WHAT TO WORK ON> Render the listing below as a numbered list, one line per item, with blank lines left out. Leave the picture out of your answer.

RECORDS TO USE>

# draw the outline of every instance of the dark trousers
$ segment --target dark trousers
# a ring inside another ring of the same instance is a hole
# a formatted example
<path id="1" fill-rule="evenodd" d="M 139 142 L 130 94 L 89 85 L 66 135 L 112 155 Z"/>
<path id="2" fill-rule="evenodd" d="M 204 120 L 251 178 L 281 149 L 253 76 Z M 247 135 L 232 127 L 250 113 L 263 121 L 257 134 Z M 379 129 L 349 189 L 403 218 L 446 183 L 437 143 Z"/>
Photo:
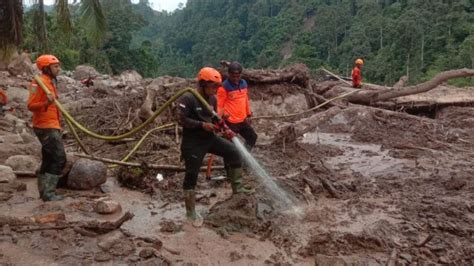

RESULT FOR THIS EXERCISE>
1. # draw the outline of every instance of the dark trousers
2. $ segment --target dark trousers
3. # a ring inside another ring of the same instance is a hole
4. # a formatted example
5. <path id="1" fill-rule="evenodd" d="M 139 142 L 130 94 L 89 85 L 66 135 L 112 155 Z"/>
6. <path id="2" fill-rule="evenodd" d="M 204 120 L 251 178 L 281 149 L 253 76 Z M 247 135 L 232 127 L 250 113 L 263 121 L 257 134 Z M 379 129 L 349 189 L 403 218 L 446 183 L 437 143 Z"/>
7. Photo:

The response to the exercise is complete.